Work to be completed - Up to and including the line with "Where can the silhouetted", restate the records below word for word, beginning with their first line.

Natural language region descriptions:
>>>

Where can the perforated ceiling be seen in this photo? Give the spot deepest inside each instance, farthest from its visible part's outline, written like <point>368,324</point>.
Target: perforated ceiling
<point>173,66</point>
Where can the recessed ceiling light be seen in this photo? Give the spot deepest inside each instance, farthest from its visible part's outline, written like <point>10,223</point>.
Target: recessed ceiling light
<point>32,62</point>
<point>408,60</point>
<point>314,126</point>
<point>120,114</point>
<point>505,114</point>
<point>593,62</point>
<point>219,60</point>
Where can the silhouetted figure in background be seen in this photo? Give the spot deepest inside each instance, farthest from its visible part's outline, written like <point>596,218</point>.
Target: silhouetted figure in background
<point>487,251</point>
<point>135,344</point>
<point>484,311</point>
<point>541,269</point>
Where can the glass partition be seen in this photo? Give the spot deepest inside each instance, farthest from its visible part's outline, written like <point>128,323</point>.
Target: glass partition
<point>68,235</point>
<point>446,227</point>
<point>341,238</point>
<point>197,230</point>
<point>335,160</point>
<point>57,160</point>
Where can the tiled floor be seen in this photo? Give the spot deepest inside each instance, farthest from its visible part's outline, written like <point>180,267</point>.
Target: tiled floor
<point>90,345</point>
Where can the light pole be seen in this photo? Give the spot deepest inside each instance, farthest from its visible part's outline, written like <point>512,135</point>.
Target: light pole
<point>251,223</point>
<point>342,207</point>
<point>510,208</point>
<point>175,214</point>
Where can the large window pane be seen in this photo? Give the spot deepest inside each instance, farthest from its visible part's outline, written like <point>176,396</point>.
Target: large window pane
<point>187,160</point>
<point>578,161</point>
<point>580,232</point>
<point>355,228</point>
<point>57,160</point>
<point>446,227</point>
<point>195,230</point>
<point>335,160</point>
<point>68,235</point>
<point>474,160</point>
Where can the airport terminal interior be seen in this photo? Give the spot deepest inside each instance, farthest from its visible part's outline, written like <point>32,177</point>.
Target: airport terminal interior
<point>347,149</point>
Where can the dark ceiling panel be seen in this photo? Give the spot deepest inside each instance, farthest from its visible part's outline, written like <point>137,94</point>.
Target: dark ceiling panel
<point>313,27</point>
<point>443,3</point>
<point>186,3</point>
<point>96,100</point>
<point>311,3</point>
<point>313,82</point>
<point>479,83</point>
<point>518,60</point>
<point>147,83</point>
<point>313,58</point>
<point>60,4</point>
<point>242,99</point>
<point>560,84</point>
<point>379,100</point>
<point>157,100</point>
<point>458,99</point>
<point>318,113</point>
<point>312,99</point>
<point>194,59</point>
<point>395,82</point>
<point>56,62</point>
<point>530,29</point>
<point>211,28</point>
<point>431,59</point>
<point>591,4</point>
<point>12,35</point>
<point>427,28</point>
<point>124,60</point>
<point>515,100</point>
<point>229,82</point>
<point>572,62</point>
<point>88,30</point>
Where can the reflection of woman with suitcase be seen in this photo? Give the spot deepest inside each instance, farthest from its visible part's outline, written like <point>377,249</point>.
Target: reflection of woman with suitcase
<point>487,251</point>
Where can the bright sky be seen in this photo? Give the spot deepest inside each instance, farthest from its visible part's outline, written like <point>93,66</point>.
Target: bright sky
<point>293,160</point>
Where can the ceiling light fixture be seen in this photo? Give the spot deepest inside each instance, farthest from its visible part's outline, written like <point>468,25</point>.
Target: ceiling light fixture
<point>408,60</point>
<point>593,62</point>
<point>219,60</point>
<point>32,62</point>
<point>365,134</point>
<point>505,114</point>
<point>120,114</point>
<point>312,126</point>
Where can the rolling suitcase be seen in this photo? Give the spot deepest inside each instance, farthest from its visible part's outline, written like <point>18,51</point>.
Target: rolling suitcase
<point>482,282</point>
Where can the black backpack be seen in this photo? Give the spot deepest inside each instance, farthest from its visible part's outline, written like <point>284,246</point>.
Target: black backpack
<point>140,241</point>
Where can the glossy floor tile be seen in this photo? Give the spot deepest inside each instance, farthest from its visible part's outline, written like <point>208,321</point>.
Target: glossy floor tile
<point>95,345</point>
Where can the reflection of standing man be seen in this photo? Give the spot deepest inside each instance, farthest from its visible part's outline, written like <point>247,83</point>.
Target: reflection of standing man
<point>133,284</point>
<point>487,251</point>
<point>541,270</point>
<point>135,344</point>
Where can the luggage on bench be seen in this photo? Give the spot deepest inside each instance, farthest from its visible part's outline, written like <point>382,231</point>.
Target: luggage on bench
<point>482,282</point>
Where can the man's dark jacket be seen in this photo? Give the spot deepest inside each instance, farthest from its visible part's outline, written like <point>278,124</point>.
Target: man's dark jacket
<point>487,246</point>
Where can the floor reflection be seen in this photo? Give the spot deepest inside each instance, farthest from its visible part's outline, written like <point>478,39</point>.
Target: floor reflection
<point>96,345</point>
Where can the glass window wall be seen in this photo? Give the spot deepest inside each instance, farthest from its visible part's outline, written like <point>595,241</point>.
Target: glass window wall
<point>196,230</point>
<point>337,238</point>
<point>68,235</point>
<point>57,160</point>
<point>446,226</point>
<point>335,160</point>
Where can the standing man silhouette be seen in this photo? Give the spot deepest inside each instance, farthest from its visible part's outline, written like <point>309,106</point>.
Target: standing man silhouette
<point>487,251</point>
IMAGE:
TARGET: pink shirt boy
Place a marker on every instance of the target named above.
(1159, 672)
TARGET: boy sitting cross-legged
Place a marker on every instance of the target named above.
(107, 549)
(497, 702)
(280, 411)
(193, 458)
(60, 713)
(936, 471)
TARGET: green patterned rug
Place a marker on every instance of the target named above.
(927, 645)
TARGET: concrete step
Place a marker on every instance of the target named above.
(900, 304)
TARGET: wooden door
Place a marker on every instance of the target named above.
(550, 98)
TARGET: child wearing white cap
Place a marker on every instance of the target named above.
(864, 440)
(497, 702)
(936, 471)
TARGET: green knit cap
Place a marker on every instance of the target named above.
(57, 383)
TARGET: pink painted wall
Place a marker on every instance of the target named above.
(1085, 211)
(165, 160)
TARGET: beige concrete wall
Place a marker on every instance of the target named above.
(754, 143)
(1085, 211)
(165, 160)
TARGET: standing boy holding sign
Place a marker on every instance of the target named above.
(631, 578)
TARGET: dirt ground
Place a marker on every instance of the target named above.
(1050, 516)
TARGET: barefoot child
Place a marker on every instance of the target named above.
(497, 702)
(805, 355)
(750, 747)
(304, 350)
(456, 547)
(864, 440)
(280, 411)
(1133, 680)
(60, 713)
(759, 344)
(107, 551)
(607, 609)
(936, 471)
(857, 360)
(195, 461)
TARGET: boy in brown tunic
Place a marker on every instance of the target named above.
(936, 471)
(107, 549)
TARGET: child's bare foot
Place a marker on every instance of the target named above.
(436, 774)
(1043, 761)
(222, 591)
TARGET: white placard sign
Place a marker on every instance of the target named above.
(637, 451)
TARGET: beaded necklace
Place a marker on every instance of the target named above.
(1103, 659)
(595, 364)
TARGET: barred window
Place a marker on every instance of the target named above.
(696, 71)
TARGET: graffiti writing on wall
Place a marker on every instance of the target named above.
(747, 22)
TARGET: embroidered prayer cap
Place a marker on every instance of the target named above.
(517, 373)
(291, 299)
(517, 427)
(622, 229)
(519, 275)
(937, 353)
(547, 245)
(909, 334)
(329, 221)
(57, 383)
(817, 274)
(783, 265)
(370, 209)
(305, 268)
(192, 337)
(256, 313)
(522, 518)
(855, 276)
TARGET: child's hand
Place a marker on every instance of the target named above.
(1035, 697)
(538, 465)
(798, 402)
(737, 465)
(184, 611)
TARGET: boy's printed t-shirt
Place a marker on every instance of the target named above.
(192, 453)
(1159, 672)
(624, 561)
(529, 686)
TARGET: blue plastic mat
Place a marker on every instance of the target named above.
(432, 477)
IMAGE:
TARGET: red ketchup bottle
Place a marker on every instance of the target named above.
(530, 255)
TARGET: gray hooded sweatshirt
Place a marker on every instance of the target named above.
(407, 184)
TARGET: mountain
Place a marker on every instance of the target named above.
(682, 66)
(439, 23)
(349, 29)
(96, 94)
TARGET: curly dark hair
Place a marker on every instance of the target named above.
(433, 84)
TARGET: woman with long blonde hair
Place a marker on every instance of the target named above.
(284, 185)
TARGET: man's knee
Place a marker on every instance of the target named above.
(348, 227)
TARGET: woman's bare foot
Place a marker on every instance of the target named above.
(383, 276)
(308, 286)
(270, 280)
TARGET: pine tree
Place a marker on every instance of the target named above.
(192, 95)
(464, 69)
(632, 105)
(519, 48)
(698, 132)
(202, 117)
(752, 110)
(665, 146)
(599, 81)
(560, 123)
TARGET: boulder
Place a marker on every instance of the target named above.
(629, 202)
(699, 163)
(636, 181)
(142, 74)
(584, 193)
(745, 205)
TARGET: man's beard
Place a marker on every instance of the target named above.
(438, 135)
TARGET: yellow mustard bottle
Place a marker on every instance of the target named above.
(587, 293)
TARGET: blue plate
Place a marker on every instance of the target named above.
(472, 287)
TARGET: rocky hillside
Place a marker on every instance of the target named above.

<<<

Solution for this task -
Where can the perforated ceiling be seen in this photo? Give the spot deepest inside each instance, farthest from its visible part's outline, written like <point>368,324</point>.
Target: perforated ceiling
<point>173,66</point>
Where can the recessed ceiling light be seen in this photo? Give the spot deepest inside each instance, farthest from its visible part's outline, written like <point>10,223</point>.
Target: recessed ceiling light
<point>32,62</point>
<point>408,60</point>
<point>314,126</point>
<point>120,114</point>
<point>505,114</point>
<point>593,62</point>
<point>219,60</point>
Where can the silhouetted figure in background be seen in this photo? Give the spot deepest inside each instance, farthest from its visible part's outline, written like <point>596,218</point>.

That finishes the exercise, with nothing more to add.